REQUIREMENT = Return every line of the material exactly.

(Labeled-object pointing entries)

"""

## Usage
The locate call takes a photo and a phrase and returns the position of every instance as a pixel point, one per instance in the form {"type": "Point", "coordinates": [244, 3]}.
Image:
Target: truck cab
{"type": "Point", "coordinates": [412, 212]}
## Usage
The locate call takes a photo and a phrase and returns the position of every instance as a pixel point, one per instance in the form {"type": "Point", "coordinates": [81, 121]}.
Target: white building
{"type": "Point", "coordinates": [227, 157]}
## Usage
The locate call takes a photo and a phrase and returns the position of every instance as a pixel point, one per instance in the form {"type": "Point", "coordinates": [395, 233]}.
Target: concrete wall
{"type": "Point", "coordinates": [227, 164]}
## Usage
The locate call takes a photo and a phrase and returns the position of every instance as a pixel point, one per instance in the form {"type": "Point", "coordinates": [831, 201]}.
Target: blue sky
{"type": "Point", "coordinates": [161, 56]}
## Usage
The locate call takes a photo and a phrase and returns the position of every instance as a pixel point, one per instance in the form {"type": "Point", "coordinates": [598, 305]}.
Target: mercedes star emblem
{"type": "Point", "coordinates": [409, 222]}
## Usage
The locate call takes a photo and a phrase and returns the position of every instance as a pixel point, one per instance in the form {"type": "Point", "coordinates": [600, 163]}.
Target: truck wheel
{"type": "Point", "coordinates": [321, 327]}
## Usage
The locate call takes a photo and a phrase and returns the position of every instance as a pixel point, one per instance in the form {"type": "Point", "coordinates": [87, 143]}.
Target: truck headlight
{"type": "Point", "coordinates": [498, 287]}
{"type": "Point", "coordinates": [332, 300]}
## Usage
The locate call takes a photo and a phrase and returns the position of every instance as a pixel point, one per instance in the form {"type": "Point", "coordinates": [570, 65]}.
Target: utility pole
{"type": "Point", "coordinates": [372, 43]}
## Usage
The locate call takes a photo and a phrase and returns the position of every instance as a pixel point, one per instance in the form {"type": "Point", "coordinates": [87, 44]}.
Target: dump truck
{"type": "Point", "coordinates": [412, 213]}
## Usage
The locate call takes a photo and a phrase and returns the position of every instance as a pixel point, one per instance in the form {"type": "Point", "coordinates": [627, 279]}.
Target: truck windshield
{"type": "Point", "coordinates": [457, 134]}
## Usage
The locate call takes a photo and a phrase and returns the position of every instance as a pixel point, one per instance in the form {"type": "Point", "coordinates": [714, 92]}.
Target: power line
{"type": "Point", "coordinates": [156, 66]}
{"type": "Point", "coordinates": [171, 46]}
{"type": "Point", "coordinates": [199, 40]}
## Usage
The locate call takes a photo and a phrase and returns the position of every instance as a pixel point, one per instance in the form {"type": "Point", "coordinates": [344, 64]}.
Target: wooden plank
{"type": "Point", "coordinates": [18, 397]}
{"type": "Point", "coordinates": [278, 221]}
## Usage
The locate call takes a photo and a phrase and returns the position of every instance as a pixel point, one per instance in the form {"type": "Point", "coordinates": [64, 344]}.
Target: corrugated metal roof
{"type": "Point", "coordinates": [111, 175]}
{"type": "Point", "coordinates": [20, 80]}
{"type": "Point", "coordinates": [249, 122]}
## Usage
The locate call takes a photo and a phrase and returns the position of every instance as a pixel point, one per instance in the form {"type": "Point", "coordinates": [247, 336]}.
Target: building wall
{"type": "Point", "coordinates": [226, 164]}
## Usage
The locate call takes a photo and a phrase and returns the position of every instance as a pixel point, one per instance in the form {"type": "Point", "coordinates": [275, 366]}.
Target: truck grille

"""

FULL SOLUTION =
## Usage
The locate call takes a photo and a phrase and returns the position of every instance as a pixel point, one per instance in the form {"type": "Point", "coordinates": [244, 3]}.
Image:
Target: truck cab
{"type": "Point", "coordinates": [412, 212]}
## Usage
The locate call takes a photo and a phrase and returns the position of every instance as a pixel point, one per instance in the form {"type": "Point", "coordinates": [81, 121]}.
Target: white building
{"type": "Point", "coordinates": [227, 157]}
## Usage
The locate call takes a photo and a phrase and returns the position of every instance as a pixel point, one per instance in the form {"type": "Point", "coordinates": [395, 233]}.
Target: concrete wall
{"type": "Point", "coordinates": [227, 164]}
## Usage
The locate call takes a photo and a phrase and returns the position of every instance as a pixel point, one per instance in the form {"type": "Point", "coordinates": [831, 201]}.
Target: blue sky
{"type": "Point", "coordinates": [161, 56]}
## Usage
The locate call takes a photo and a phrase and returns the position of every instance as a pixel point, one per instance in the form {"type": "Point", "coordinates": [598, 305]}.
Target: mercedes star emblem
{"type": "Point", "coordinates": [409, 222]}
## Usage
The locate call takes a photo and a phrase and returns the position of every instance as a pixel point, one per instance in the form {"type": "Point", "coordinates": [600, 163]}.
Target: truck wheel
{"type": "Point", "coordinates": [321, 327]}
## Usage
The locate call takes a photo and a phrase and returns the position of every instance as a pixel point, one per instance in the form {"type": "Point", "coordinates": [87, 143]}.
Target: truck headlight
{"type": "Point", "coordinates": [498, 287]}
{"type": "Point", "coordinates": [332, 300]}
## Usage
The locate call takes a photo and a phrase and returns the position of every instance as a pixel point, one per instance in the form {"type": "Point", "coordinates": [570, 65]}.
Target: utility pole
{"type": "Point", "coordinates": [372, 43]}
## Usage
The locate call takes a photo and a phrase and returns the position of every instance as a pixel point, one per instance in the form {"type": "Point", "coordinates": [87, 44]}.
Target: dump truck
{"type": "Point", "coordinates": [412, 213]}
## Usage
The locate call takes a photo and a phrase and returns the position of every instance as a pixel point, one per instance in the form {"type": "Point", "coordinates": [627, 279]}.
Target: truck windshield
{"type": "Point", "coordinates": [457, 134]}
## Usage
The locate call takes a photo and a phrase and returns the position of every instance as a pixel point, one per instance in the form {"type": "Point", "coordinates": [714, 92]}.
Target: power line
{"type": "Point", "coordinates": [156, 66]}
{"type": "Point", "coordinates": [171, 46]}
{"type": "Point", "coordinates": [199, 40]}
## Usage
The locate call takes a photo and a phrase and returns the position of every instance as a pixel point, one per instance in the form {"type": "Point", "coordinates": [344, 64]}.
Target: wooden plank
{"type": "Point", "coordinates": [18, 397]}
{"type": "Point", "coordinates": [278, 221]}
## Usage
The locate call takes a photo and a phrase and returns the position of every instance as a pixel point, one per instance in the form {"type": "Point", "coordinates": [64, 344]}.
Target: corrugated metal roof
{"type": "Point", "coordinates": [111, 175]}
{"type": "Point", "coordinates": [20, 80]}
{"type": "Point", "coordinates": [249, 122]}
## Usage
The locate call takes a photo and a phrase and returns the position of every instance as a pixel point, one per instance in the form {"type": "Point", "coordinates": [247, 336]}.
Target: building wall
{"type": "Point", "coordinates": [226, 164]}
## Usage
The locate call takes a photo and a phrase and returns the position of every instance as a pixel point, one per instance in the form {"type": "Point", "coordinates": [275, 366]}.
Target: truck grille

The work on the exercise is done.